STATED EXERCISE:
Rewrite the lines from the one containing "of the peeled" through the end of the entries, inclusive, substituting "occurrence" for every "instance" and changing nothing else. Return only those lines.

[Entries from a pointing dataset]
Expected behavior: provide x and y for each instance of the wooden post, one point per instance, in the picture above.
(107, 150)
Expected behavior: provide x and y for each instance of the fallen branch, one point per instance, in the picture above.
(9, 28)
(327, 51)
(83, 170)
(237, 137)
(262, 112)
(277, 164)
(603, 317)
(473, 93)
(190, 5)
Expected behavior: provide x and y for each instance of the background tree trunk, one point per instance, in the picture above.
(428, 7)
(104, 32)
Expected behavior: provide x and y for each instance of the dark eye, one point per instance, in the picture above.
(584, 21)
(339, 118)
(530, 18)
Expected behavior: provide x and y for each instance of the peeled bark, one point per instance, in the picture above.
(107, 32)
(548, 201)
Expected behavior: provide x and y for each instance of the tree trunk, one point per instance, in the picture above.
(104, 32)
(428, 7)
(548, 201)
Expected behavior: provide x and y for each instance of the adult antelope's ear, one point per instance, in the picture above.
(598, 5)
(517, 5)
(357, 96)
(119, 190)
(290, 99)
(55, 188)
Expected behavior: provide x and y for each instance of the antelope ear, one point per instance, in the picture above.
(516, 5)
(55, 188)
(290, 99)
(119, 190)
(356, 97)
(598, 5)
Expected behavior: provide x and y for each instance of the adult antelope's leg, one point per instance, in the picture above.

RESPONSE TO THE TASK:
Expected behavior: provide x and y for each occurrence of the peeled bark, one point per occurrence, in the picture above.
(107, 32)
(548, 201)
Expected behavior: provide x and y for each occurrence of the tree trunk, one point per occurrence, in the picture above.
(104, 32)
(428, 7)
(548, 201)
Expected behavior: provide x and y for each occurrence of the adult antelope's ear, one point per occurrence, in the picture above.
(598, 5)
(517, 5)
(357, 96)
(119, 190)
(290, 99)
(55, 188)
Expected behavior: provide x and y for each occurrence of the antelope ear, one point per occurrence, in the picture above.
(516, 5)
(55, 188)
(290, 99)
(119, 190)
(356, 97)
(598, 5)
Expected behavior: provide x and y for each occurrence of the adult antelope's leg, one point per occurrence, in the picture above.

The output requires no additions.